REQUEST: Copy the rows below word for word, starting with the first row and ending after the line that contains "<point>383,651</point>".

Point annotation records:

|---|

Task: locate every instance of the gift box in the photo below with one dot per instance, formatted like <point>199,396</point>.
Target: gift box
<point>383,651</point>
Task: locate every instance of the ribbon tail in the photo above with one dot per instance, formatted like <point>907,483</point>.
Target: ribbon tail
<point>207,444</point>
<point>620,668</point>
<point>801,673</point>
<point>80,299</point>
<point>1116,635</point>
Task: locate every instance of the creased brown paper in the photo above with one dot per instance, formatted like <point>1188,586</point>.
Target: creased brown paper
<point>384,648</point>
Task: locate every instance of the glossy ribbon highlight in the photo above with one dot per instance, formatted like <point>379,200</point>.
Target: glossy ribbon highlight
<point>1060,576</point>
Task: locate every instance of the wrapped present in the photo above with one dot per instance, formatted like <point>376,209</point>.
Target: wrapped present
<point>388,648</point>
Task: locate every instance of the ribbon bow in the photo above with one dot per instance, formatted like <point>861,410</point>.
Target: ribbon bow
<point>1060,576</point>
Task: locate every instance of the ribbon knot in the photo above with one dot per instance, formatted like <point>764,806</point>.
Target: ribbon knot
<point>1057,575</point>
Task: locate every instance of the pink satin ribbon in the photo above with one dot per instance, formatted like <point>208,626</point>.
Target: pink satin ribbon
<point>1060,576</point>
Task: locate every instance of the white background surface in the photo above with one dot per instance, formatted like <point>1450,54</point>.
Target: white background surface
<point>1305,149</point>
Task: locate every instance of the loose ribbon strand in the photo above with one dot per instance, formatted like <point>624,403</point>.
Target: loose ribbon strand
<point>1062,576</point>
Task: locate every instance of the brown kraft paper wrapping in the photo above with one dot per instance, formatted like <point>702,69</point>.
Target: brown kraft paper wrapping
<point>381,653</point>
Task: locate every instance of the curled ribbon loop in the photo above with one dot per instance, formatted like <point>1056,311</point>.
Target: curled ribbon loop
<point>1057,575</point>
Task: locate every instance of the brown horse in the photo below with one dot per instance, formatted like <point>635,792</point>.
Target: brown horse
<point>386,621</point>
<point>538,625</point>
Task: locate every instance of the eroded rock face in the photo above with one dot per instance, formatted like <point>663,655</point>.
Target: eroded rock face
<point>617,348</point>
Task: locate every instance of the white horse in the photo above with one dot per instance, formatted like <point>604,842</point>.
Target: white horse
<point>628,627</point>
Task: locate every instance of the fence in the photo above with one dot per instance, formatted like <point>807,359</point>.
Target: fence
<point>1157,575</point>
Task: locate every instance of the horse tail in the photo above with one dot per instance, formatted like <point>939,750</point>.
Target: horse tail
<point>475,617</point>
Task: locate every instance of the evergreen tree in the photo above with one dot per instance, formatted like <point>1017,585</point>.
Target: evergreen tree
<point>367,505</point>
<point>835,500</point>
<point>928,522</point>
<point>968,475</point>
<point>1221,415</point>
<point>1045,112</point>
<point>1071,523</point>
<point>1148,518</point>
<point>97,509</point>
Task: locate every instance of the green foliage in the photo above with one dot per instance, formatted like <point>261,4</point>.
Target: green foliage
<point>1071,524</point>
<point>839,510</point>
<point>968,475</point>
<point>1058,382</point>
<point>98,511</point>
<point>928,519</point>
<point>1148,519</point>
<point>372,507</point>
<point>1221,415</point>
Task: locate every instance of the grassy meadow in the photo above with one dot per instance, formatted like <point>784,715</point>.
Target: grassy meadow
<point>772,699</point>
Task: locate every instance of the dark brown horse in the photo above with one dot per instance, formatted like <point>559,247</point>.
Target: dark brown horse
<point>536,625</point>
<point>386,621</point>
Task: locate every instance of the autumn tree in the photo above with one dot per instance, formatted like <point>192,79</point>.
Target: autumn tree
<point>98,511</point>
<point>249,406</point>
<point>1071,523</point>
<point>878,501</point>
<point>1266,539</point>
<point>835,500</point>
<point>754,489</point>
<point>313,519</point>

|---|

COMPLETED EXERCISE:
Task: locate every instance of the gift box in the photo below with one dot per instance, formatted like <point>199,396</point>.
Target: gift box
<point>383,651</point>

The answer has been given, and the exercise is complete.